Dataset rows
## begin
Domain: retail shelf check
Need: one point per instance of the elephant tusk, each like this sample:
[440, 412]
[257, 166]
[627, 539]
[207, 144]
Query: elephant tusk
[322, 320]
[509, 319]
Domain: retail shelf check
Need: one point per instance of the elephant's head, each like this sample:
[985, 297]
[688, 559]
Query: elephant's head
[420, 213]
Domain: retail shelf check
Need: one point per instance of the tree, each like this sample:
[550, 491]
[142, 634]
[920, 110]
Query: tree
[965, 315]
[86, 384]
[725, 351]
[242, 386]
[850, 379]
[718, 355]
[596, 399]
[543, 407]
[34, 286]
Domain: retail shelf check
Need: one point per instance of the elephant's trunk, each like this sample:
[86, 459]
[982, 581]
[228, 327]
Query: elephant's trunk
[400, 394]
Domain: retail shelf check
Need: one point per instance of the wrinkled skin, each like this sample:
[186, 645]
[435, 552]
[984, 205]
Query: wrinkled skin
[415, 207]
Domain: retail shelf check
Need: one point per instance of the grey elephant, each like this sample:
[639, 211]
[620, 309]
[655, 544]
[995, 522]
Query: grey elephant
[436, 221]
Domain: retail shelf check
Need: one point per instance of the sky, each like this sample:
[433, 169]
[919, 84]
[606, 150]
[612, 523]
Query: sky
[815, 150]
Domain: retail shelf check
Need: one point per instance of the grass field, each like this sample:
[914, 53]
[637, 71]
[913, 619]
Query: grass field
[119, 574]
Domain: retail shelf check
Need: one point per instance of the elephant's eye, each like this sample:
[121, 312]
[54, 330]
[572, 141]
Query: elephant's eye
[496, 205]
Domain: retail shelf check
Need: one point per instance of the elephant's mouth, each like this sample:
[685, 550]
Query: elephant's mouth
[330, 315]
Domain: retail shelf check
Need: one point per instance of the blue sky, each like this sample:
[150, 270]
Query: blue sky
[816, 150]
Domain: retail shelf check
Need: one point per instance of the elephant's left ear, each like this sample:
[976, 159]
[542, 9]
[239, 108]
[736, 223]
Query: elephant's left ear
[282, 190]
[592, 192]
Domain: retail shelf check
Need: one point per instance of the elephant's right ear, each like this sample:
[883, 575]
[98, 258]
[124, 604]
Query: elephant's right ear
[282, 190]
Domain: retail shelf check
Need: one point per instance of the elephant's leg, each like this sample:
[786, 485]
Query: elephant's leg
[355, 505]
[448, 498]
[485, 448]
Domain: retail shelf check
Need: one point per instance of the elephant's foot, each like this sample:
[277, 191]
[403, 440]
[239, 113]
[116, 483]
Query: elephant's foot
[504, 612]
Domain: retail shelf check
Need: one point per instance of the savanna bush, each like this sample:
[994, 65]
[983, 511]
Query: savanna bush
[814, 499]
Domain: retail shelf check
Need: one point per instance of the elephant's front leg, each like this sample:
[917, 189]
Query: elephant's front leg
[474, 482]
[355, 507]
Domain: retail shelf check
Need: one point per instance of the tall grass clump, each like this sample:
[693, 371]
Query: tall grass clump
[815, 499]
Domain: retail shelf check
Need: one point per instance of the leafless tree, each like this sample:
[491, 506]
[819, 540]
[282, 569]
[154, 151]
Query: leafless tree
## end
Required task
Copy out each record exactly as given, omitting none.

Solution for this exercise
Domain: retail shelf check
Need: one point per instance of the elephant tusk, each like this sample:
[440, 412]
[257, 166]
[627, 539]
[207, 144]
Query: elephant tusk
[322, 320]
[509, 319]
Domain: retail shelf check
Need: one point per instance of the elephant's head, each like this sample:
[985, 297]
[688, 559]
Query: elephant's head
[420, 213]
Domain: retail shelf check
Need: one point per instance of the tree, each like this sample:
[550, 491]
[142, 634]
[920, 110]
Query: tree
[965, 315]
[86, 384]
[725, 351]
[242, 386]
[850, 379]
[718, 355]
[596, 399]
[543, 407]
[34, 286]
Domain: retail shelf check
Need: one point per instance of the elephant's trunk, each like this sample:
[86, 459]
[982, 581]
[228, 327]
Query: elephant's trunk
[400, 394]
Domain: retail shelf check
Need: one point per instance of the wrinkled skin, each like this sample:
[186, 645]
[435, 552]
[984, 205]
Query: wrinkled skin
[415, 207]
Domain: retail shelf check
Need: one point per instance of the grey elephant, each like this sample:
[639, 211]
[620, 309]
[655, 544]
[995, 522]
Query: grey elephant
[436, 221]
Domain: retail shelf check
Need: one point per instance of the sky, each like this sample:
[433, 169]
[919, 84]
[606, 150]
[612, 523]
Query: sky
[815, 150]
Domain: retail shelf check
Need: one point per instance of the grass field, each like this sample:
[914, 53]
[637, 71]
[913, 619]
Query: grass field
[119, 574]
Domain: retail shelf check
Need: one point per instance of the elephant's eye, each like this sample:
[121, 312]
[54, 330]
[572, 141]
Query: elephant's eye
[496, 205]
Domain: retail shelf check
Need: one point per instance of the elephant's mouth, each like this sample:
[685, 550]
Query: elephant's mouth
[330, 315]
Domain: retail shelf check
Need: one point per instance of the blue sky, each like this sample:
[150, 270]
Query: blue sky
[816, 150]
Domain: retail shelf check
Need: one point per instance of the elephant's left ear, each like this sample:
[976, 159]
[542, 9]
[239, 108]
[736, 223]
Query: elephant's left ear
[282, 190]
[592, 192]
Domain: retail shelf check
Need: one point per instance of the elephant's right ear, each like this sample:
[883, 575]
[98, 258]
[124, 604]
Query: elephant's right ear
[282, 190]
Domain: retail shelf check
Need: one point per instance of the elephant's leg, each like this sample:
[786, 485]
Query: elephant's leg
[355, 505]
[448, 498]
[485, 448]
Domain: retail shelf check
Need: one point per instance of the elephant's foot, each like this sample:
[277, 191]
[403, 440]
[239, 113]
[116, 483]
Query: elephant's foot
[504, 612]
Domain: retail shelf check
Need: one point per instance of the savanna bush, each like this sample:
[994, 65]
[983, 511]
Query: savanna bush
[814, 499]
Domain: retail shelf check
Need: one point per instance of the elephant's front leg, each like this sample:
[917, 189]
Query: elephant's front leg
[474, 482]
[355, 507]
Domain: retail shelf check
Need: one point per instance of the tall grass clump, each like this sample:
[693, 371]
Query: tall grass clump
[815, 499]
Domain: retail shelf check
Need: one point per instance of the leafless tree, each like this sample:
[491, 506]
[819, 540]
[282, 569]
[154, 151]
Query: leafless tree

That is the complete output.